#### Supplied information

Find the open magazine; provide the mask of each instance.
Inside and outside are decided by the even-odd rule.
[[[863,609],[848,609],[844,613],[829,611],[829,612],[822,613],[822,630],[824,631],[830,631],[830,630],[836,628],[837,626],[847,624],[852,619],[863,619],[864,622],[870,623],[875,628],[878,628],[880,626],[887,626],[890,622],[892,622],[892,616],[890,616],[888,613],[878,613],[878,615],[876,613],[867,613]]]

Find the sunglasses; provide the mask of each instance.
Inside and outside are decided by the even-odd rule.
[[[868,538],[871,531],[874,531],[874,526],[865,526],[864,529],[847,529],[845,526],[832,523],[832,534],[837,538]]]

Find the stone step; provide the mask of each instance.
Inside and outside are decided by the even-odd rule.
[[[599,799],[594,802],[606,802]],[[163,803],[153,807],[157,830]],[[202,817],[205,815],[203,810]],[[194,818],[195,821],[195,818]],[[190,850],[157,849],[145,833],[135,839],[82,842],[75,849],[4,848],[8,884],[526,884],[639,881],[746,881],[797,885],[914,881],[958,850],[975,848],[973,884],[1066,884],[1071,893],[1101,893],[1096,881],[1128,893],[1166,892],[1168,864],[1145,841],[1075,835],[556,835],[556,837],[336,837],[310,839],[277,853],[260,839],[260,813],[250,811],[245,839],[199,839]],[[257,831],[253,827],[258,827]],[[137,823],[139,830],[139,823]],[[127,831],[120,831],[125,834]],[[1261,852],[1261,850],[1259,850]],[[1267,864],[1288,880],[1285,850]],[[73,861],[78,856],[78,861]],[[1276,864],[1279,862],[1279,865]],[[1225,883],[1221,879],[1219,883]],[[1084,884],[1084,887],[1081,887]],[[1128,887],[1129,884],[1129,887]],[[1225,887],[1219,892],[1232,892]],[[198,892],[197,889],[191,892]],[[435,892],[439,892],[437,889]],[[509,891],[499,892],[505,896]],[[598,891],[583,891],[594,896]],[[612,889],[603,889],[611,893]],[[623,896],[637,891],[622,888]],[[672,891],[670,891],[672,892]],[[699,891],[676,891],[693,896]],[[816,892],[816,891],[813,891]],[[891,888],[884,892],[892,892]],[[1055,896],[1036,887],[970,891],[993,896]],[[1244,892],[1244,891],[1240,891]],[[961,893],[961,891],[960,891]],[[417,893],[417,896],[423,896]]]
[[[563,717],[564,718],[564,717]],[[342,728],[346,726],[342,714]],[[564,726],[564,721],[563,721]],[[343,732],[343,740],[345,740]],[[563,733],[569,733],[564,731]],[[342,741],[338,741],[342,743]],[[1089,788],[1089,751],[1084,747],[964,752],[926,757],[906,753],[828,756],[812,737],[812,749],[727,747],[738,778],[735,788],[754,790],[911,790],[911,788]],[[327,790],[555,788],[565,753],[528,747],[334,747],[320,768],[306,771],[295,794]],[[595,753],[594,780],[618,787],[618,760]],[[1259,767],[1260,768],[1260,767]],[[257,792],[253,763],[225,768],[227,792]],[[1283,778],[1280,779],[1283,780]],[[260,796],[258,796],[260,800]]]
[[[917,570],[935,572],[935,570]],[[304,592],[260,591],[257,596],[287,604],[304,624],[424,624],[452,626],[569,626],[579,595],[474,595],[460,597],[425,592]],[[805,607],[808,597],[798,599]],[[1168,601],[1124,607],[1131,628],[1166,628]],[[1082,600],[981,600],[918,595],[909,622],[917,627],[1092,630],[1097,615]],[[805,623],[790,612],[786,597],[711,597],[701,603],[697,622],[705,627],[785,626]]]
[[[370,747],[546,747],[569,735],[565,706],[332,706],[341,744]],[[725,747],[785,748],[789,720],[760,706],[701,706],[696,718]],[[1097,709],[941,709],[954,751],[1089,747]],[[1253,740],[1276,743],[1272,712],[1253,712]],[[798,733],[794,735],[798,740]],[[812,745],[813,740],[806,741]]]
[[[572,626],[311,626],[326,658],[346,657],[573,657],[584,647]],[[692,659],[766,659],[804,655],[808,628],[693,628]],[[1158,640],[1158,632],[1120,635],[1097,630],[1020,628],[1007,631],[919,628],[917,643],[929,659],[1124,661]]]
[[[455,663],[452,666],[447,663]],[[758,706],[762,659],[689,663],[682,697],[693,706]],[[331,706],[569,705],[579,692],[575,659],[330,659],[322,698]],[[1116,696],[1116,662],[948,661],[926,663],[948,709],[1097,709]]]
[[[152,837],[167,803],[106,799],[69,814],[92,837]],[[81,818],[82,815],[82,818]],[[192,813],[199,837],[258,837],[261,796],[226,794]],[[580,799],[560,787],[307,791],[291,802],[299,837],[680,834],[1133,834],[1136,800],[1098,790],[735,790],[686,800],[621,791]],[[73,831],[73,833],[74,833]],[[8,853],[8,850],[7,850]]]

########

Task statement>
Extract every line from the items above that contains the word "each".

The answer>
Find the open magazine; provide the mask of each instance.
Find the sunglasses; provide the mask of each instance.
Find the stone step; provide the mask of each instance.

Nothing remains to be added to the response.